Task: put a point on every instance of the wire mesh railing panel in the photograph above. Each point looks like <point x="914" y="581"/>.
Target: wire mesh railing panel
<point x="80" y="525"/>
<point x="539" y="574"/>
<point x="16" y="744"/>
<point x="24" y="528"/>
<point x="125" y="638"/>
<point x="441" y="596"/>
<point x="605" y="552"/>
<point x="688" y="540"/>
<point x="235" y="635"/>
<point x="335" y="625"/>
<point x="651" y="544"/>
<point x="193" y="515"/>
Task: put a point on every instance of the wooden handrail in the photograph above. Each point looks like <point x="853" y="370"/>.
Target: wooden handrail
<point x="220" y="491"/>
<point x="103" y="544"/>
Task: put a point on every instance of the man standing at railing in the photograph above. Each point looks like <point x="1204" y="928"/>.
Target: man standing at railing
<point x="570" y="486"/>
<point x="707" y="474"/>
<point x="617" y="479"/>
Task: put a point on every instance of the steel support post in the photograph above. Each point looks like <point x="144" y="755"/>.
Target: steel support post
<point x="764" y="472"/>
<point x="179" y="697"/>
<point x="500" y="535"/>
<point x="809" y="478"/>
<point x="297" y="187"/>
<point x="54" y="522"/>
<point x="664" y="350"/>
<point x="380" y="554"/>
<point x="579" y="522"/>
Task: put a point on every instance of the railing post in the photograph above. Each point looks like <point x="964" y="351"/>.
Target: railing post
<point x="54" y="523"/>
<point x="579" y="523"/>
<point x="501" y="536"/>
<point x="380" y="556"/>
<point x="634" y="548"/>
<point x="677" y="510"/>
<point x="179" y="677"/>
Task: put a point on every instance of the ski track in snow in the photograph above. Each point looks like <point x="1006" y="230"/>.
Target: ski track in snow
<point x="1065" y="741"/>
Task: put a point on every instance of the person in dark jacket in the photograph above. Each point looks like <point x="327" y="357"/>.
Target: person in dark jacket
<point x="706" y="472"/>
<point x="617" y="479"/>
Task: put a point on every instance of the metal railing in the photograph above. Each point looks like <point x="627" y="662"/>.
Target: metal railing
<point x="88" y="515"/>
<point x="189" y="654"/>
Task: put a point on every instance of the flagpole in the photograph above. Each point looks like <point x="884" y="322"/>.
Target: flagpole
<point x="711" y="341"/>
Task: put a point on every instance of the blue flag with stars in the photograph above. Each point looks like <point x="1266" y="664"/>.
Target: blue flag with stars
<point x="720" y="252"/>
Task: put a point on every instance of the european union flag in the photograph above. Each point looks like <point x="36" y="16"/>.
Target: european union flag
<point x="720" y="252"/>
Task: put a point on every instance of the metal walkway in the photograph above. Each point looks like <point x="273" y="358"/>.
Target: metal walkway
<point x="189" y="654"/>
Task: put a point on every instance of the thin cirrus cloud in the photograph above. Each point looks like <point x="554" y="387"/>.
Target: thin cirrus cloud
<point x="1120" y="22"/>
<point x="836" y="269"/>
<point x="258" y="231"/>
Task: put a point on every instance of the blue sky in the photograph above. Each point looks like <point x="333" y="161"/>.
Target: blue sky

◇ ◇ ◇

To do:
Repeat each of the entries exactly.

Answer for the task:
Task: put a point on every instance of the wire mesh railing panel in the photograph above. Each point looks like <point x="914" y="581"/>.
Target: wire mesh railing panel
<point x="80" y="525"/>
<point x="539" y="574"/>
<point x="16" y="744"/>
<point x="24" y="528"/>
<point x="125" y="638"/>
<point x="441" y="596"/>
<point x="605" y="552"/>
<point x="688" y="540"/>
<point x="235" y="635"/>
<point x="335" y="625"/>
<point x="651" y="544"/>
<point x="193" y="515"/>
Task: put a point on every instance of the wooden handrail in the photograph above. Each point looks like <point x="853" y="370"/>.
Target: wooden handrail
<point x="220" y="491"/>
<point x="103" y="544"/>
Task: put a point on every instance of the man standing at railing in the photograph above. Each point looks like <point x="1204" y="928"/>.
Target: man standing at railing
<point x="570" y="486"/>
<point x="707" y="474"/>
<point x="617" y="479"/>
Task: put a point on every instance of the steel support post in the photograph above. Each point looks like <point x="144" y="755"/>.
Target: steel support post
<point x="764" y="472"/>
<point x="179" y="697"/>
<point x="500" y="535"/>
<point x="809" y="478"/>
<point x="297" y="187"/>
<point x="54" y="522"/>
<point x="664" y="350"/>
<point x="380" y="554"/>
<point x="579" y="522"/>
Task: put a point on every instance of the railing post in the photograph above. Each point looks like <point x="964" y="351"/>.
Target: railing post
<point x="54" y="523"/>
<point x="579" y="523"/>
<point x="501" y="536"/>
<point x="380" y="556"/>
<point x="634" y="548"/>
<point x="677" y="510"/>
<point x="179" y="677"/>
Task: put a point on every instance of the ski track in snow in the photograph above. Each point looks like <point x="1006" y="230"/>.
Target: ski track in snow
<point x="1065" y="741"/>
Task: put a point on every instance of the person in dark jacket in the photograph above. Each point looks like <point x="327" y="357"/>.
Target: person in dark jacket
<point x="706" y="472"/>
<point x="617" y="479"/>
Task: put a point on every instance of the metal railing in the photograph above. Each point looks like <point x="627" y="662"/>.
Target: metal railing
<point x="88" y="515"/>
<point x="189" y="654"/>
Task: put a point on every instance of the flagpole in the photograph above. Each point looks like <point x="884" y="322"/>.
Target: flagpole
<point x="711" y="341"/>
Task: put a point on every instance of the blue flag with stars in the photograph above. Each point looks like <point x="1266" y="664"/>.
Target: blue flag with stars
<point x="720" y="252"/>
Task: put a point on every instance of the european union flag in the photograph above. Each point looks like <point x="36" y="16"/>.
Target: european union flag
<point x="720" y="252"/>
Task: put a point on every instance of the metal walkway in the photograph above. Each point looks like <point x="273" y="358"/>.
Target: metal walkway
<point x="189" y="654"/>
Task: put a point on every instance of the thin cirrus cloud in the photograph above. Each point looks like <point x="554" y="387"/>.
Target: thin cirrus cloud
<point x="1120" y="22"/>
<point x="836" y="269"/>
<point x="258" y="231"/>
Task: put a point on every instance of the blue sky in the photograph above. Each point looks like <point x="333" y="161"/>.
Target: blue sky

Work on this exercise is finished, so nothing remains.